Polecenia do wykonania
A. Odpowiedz krótko na pytania do tekstu o rozpoznawaniu kłamstwa:
(i) Którego dnia Słońce ma wejść w koniunkcję z Marsem?
(ii) Jaką część przekazu stanowią czasem komunikaty niewerbalne?
(iii) W którą stronę ucieka oczami ktoś, kto właśnie wymyśla kłamstwo?
B. Proszę wypisać z tekstu o rozpoznawaniu kłamstwa dokładnie ten fragment, który zaczyna się od słów zawierających "A jak rozpoznać", a kończy na "stałe wykrywacz kłamstw.".

Nie wiesz, jak rozpoznać, czy ktoś mówi prawdę? Albo co faktycznie do ciebie czuje? Prawdziwe zamiary człowieka zdradzają nie tylko jego słowa, ale i ruchy ciała...
Wenus znajduje się w znaku Byka, dając nam szansę na nowe znajomości, projekty zawodowe, nawet miłość. Jednak już 18.04 Słońce w koniunkcji z Marsem w wojowniczym Baranie szykuje nam konflikty, kłótnie, swary. Nie będziemy wiedzieli, kto wróg, a kto przyjaciel. Dlatego warto się nauczyć, jak rozpoznać, czy ktoś mówi prawdę czy kręci, mataczy. Ta wiedza przyda się zawsze i w każdej dziedzinie życia.
A jak rozpoznać czy ktoś kłamie? Czasami to wyczuwamy, mając wrażenie, że coś nam nie pasuje. Mamy problem z obdarzeniem tego kogoś zaufaniem. To dlatego, że oprócz słuchania, co ludzie do nas mówią, podświadomie odbieramy też zupełnie inny przekaz, nad którym tylko nieliczni mają kontrolę. Gesty, mimika twarzy, postawa, ton głosu, ruchy gałek ocznych – wszystko to składa się na mowę ciała. Te komunikaty niewerbalne, jak nazywają je naukowcy, to czasem ponad 70 procent przekazu. Więc choć słowa mogą kłamać, ciało zawsze zdradzi prawdziwe zamiary i emocje. A nasza podświadomość (wykształcona w czasach, kiedy przodkowie jeszcze nie bardzo umieli mówić, więc musieli inaczej rozpoznawać zamiary innych), zwana intuicją, odczytuje te znaki i mówi: uważaj, ten ktoś nie mówi prawdy. To taki nasz własny, wbudowany na stałe wykrywacz kłamstw.
Co zdradza kłamcę?
1. Nie patrzy ci w oczy
Omiata cię spojrzeniem, skupia go nad twoją głową, lustruje otoczenie. Unikanie kontaktu wzrokowego świadczy o tym, że coś kręci. Gdy właśnie wymyśla jakieś kłamstwo, ucieka oczami w lewą stronę. To oznaka aktywności ośrodka mózgu odpowiedzialnego za wyobraźnię. Natomiast gdy spogląda w prawo, oznacza, że sięga do zasobów pamięci, próbując odtworzyć, jak było naprawdę. Poza tym kłamiący częściej niż zwykle mrugają powiekami. Ale nie wszyscy – ci najbardziej zatwardziali kłamią bez mrugnięcia okiem, co też może ich zdradzić.
2. Zasłania usta
Trzyma dłoń przy ustach, czasem przygryza lub oblizuje wargi. Małe dzieci, gdy kłamią, odruchowo zasłaniają buzię. Z wiekiem uczymy się kontrolować ten gest, ale nie do końca. Kłamiący podnosi więc ręce do twarzy i wykonuje wokół niej dużo gestów: drapie się po brwiach, po szyi, karku czy pociera nos. Ten ostatni gest to skutek swędzenia nozdrzy, gdyż podczas kłamania wzrasta ciśnienie krwi, która, pompowana do nosa, podrażnia obecne tam zakończenia nerwowe. Jest coś na rzeczy w bajce o Pinokiu, bo z badań wynika, że kłamiącym nieznacznie, ale jednak powiększają się nosy!

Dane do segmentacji
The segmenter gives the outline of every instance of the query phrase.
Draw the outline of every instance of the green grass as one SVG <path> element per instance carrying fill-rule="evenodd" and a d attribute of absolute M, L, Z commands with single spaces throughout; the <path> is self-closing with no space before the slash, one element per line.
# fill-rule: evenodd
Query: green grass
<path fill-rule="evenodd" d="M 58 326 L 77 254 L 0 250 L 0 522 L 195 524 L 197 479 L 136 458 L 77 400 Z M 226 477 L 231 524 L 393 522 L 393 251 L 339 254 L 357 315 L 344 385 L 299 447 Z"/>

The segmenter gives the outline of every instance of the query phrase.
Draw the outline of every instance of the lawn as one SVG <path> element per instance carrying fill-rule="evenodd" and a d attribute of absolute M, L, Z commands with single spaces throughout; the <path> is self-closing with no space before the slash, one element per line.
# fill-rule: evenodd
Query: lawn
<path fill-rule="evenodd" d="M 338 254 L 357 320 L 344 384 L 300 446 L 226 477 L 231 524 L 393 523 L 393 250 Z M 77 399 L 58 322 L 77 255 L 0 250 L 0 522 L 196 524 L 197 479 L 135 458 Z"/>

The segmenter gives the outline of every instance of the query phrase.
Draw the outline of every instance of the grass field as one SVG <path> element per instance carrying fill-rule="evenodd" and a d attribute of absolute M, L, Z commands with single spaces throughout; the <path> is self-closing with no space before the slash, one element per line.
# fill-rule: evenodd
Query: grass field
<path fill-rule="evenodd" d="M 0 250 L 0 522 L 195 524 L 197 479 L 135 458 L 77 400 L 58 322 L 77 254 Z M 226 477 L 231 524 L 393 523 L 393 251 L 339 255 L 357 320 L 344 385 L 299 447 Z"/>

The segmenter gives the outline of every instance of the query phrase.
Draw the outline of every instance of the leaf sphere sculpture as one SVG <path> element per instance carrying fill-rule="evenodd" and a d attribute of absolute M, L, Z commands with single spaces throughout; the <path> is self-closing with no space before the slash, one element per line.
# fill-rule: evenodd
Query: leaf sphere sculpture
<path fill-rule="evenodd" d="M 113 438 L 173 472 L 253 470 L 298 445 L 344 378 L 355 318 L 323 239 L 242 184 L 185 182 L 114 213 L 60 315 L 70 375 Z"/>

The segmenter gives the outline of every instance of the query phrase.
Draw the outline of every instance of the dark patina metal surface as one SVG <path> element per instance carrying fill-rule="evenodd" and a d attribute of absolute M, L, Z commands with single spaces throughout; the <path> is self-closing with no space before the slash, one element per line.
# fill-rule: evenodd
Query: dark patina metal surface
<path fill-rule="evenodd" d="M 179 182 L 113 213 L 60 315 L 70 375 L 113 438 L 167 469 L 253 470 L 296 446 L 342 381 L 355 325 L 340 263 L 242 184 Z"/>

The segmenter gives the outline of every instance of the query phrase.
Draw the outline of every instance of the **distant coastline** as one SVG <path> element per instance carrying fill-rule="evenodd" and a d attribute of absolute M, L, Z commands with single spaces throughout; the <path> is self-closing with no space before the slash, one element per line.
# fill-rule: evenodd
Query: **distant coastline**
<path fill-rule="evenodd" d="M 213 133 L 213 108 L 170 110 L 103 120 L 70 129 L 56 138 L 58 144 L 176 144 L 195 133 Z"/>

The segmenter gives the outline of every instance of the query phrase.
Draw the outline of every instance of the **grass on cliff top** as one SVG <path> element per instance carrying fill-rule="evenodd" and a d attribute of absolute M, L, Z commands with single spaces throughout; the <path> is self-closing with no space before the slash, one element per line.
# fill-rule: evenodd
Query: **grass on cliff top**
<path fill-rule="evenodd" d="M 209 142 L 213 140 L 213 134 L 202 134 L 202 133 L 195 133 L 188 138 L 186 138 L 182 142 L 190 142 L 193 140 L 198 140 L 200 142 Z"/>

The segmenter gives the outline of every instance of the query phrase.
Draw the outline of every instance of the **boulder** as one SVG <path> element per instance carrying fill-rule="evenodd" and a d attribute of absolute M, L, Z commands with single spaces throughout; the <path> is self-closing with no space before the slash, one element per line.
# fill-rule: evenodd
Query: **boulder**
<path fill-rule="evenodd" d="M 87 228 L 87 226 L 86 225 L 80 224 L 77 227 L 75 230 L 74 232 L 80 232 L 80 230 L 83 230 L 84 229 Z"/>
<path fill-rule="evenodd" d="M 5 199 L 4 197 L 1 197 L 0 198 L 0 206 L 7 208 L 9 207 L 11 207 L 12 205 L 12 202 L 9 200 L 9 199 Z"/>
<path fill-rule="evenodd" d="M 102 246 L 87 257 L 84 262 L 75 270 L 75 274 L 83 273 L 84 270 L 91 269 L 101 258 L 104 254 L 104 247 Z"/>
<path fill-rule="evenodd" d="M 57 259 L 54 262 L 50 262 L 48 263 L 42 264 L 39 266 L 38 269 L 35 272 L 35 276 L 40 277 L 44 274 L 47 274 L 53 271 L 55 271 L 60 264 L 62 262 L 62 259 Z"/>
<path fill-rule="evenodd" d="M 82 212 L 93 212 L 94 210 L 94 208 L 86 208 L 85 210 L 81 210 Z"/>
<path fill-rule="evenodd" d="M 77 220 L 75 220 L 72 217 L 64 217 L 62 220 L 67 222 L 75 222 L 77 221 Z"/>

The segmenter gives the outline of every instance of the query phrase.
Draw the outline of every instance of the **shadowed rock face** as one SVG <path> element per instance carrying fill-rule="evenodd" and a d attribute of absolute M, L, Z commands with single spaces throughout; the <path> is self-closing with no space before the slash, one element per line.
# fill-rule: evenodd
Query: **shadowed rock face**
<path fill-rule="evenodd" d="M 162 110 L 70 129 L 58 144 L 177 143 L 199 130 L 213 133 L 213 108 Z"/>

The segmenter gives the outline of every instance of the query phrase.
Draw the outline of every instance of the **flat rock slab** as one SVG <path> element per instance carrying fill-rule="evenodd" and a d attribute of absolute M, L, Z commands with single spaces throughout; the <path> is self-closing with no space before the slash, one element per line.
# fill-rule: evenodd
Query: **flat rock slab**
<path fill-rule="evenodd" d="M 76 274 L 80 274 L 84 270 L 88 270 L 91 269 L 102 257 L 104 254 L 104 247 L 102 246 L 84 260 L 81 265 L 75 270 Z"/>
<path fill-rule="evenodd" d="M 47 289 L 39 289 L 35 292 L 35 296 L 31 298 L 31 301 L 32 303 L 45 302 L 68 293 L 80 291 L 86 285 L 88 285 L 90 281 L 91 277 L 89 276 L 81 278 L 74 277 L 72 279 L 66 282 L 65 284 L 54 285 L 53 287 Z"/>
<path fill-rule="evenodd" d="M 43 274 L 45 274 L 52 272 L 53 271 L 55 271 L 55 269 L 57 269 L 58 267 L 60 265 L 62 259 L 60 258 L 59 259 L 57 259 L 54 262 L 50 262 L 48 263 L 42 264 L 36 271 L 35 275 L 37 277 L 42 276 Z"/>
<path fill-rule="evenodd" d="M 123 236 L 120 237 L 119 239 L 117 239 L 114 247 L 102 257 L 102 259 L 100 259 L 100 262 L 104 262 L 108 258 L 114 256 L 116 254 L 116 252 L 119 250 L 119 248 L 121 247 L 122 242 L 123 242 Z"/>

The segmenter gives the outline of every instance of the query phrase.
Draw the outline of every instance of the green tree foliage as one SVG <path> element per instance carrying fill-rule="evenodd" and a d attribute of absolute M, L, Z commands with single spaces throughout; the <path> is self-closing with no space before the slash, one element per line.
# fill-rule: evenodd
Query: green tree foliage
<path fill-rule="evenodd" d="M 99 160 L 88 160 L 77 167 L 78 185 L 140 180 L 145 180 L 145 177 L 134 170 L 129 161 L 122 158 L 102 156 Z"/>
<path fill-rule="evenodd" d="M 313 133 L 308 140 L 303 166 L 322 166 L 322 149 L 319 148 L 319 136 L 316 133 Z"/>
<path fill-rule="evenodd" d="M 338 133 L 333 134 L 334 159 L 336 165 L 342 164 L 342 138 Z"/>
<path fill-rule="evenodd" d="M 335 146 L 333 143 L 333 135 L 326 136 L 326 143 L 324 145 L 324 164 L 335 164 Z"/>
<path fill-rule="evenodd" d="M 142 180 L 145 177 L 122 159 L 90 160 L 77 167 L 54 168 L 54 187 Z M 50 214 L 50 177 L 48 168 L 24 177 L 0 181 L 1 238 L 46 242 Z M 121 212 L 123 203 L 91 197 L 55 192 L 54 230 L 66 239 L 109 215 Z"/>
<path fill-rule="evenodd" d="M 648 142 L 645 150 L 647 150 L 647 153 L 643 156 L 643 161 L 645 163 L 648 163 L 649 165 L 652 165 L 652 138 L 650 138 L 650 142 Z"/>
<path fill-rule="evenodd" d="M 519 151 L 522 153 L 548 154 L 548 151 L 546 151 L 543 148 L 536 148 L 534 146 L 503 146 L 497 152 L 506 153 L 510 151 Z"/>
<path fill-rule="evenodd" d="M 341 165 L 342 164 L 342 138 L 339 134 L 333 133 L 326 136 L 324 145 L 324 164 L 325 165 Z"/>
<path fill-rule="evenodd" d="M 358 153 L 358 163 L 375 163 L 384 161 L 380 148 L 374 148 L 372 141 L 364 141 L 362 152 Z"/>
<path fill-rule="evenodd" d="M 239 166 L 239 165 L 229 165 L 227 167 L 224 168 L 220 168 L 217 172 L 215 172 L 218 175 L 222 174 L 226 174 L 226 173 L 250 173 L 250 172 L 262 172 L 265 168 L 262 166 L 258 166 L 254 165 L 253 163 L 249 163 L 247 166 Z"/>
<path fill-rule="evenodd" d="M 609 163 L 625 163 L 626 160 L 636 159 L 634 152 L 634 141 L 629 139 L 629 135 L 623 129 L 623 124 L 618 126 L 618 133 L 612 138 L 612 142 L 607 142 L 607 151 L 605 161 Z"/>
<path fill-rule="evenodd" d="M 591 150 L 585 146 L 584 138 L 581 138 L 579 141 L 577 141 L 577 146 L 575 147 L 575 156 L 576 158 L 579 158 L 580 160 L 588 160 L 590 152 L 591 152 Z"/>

Rozwiązania zadań
A.
(i) 18.04
(ii) Ponad 70 procent.
(iii) W lewą stronę.

B.
A jak rozpoznać czy ktoś kłamie? Czasami to wyczuwamy, mając wrażenie, że coś nam nie pasuje. Mamy problem z obdarzeniem tego kogoś zaufaniem. To dlatego, że oprócz słuchania, co ludzie do nas mówią, podświadomie odbieramy też zupełnie inny przekaz, nad którym tylko nieliczni mają kontrolę. Gesty, mimika twarzy, postawa, ton głosu, ruchy gałek ocznych – wszystko to składa się na mowę ciała. Te komunikaty niewerbalne, jak nazywają je naukowcy, to czasem ponad 70 procent przekazu. Więc choć słowa mogą kłamać, ciało zawsze zdradzi prawdziwe zamiary i emocje. A nasza podświadomość (wykształcona w czasach, kiedy przodkowie jeszcze nie bardzo umieli mówić, więc musieli inaczej rozpoznawać zamiary innych), zwana intuicją, odczytuje te znaki i mówi: uważaj, ten ktoś nie mówi prawdy. To taki nasz własny, wbudowany na stałe wykrywacz kłamstw.